[Source material — start]

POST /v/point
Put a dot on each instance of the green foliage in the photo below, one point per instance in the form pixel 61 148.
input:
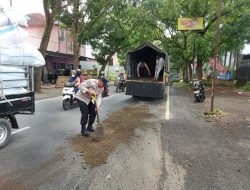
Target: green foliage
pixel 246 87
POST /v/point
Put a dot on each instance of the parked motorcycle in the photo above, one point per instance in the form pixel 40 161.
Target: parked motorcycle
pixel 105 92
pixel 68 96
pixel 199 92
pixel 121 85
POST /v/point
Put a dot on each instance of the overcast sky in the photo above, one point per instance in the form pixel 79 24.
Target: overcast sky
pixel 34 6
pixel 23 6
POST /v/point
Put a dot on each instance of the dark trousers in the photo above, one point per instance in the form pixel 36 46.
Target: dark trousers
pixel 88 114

[Source material — finish]
[Source material — start]

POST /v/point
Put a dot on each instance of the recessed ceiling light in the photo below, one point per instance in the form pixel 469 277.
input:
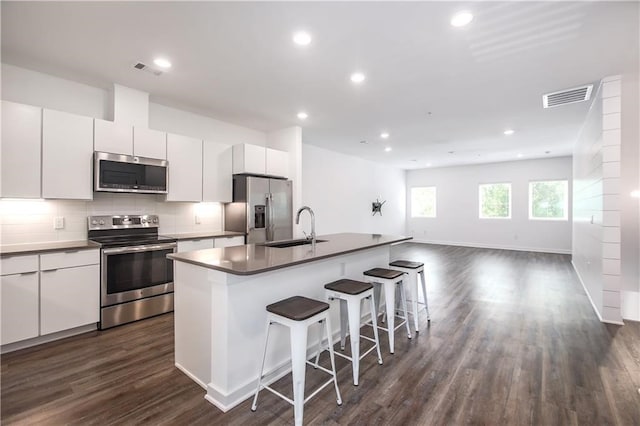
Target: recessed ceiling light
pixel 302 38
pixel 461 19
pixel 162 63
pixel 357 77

[Source material — finish]

_Problem to work on_
Look over the listing above and copy each line that contains "form".

_Solved exercise_
Put a dot on each instance of the green foliage in the photo below, one point per instance in the form pixel 61 148.
Put a dot on each instance of the parked motorcycle in the photo above, one point per instance in the form pixel 40 161.
Put a dot on each instance of the overcast sky in the photo above, one point per instance in the form pixel 79 24.
Put a dot on each instance of the dark trousers in the photo above, one point per instance in the form pixel 36 46.
Put a dot on each instance of the recessed ceiling light in the photo below, one point per instance in the form pixel 469 277.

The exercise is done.